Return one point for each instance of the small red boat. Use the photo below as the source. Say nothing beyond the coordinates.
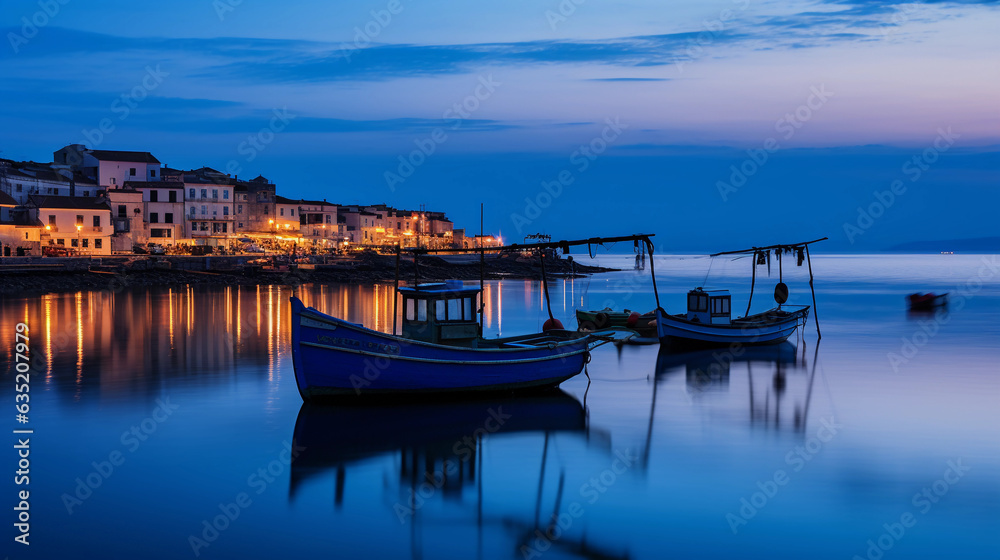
(926, 302)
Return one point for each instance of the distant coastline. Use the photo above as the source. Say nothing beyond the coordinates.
(974, 245)
(121, 274)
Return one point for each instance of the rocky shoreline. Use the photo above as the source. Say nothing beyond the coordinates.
(364, 269)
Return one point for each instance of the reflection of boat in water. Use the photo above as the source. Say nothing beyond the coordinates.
(437, 452)
(785, 366)
(643, 324)
(423, 433)
(710, 368)
(919, 302)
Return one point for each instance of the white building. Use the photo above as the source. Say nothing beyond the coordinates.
(80, 224)
(163, 209)
(208, 208)
(25, 178)
(126, 218)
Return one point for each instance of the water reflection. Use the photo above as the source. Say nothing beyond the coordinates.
(438, 455)
(779, 379)
(128, 342)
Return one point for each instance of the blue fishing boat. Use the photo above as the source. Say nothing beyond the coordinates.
(708, 321)
(440, 350)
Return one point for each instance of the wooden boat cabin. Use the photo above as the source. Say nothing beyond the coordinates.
(441, 313)
(709, 306)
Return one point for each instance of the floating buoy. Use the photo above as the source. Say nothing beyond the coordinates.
(602, 320)
(633, 318)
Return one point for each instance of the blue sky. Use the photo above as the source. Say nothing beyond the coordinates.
(709, 122)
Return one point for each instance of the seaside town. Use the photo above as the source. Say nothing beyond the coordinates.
(106, 202)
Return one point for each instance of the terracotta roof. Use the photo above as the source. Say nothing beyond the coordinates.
(153, 185)
(117, 155)
(73, 202)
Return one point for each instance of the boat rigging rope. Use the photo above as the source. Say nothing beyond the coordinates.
(711, 261)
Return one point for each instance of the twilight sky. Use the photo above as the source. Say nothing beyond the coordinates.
(714, 124)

+ + + + +

• **What to produce**
The copy you return must match the records above exactly, minus any images.

• **Output for this exercise**
Return one point for each instance of the small red boat. Use the photo below as the source. Say nothing beyond the coordinates.
(926, 302)
Return one point for each instance of the distant coastline. Use the photo above as the source. Say nothing beyond the coordinates.
(974, 245)
(121, 274)
Return one point for each instance of the rocky shoreline. Use the photo above as the source. Say nothing beyond the coordinates.
(364, 269)
Return one point for each instance of the reflection of boat in water. Use the photo above as the source. Say nothing beyond the coordinates.
(437, 452)
(785, 366)
(643, 324)
(423, 433)
(710, 368)
(919, 302)
Return one point for each instance of the white building. Use the photo above as the source. Say nothing beyond the coordinates.
(80, 224)
(163, 209)
(208, 208)
(25, 178)
(126, 218)
Return one point for each instance of the water reflection. Use the photo above as the source. Say nothing beyond the coordinates.
(438, 455)
(779, 379)
(128, 342)
Return one point for each instance of the blue fishing boat. Use the photo above as the source. Say nothing beyond the coordinates.
(708, 321)
(440, 350)
Return one point for each instance of the wooden boat cabin. Use the photo above as the source. Say nothing beyond the coordinates.
(441, 313)
(709, 306)
Return one point for each instance of the floating buoy. Use the photo above as the source. Say nothing beyond the coordinates.
(602, 320)
(633, 318)
Return one point for each instance of the blue sky. Use the photo above as the source. Say nothing beyond the coordinates.
(709, 122)
Return one point for each instance of the seaside town. Use the photo above as the source. Say nothing beyond the coordinates.
(106, 202)
Return one point for each instance of the terracotta roof. Use the photo above as the source. Say nothing beyond the coordinates.
(153, 185)
(117, 155)
(73, 202)
Return one point for each instance of the boat rigging rope. Use the photo above as the source. Say nothing beyond the coordinates.
(711, 261)
Return one point for each instance of the twilight sky. Use the photo above as the source. Say nothing beyond the coordinates.
(714, 124)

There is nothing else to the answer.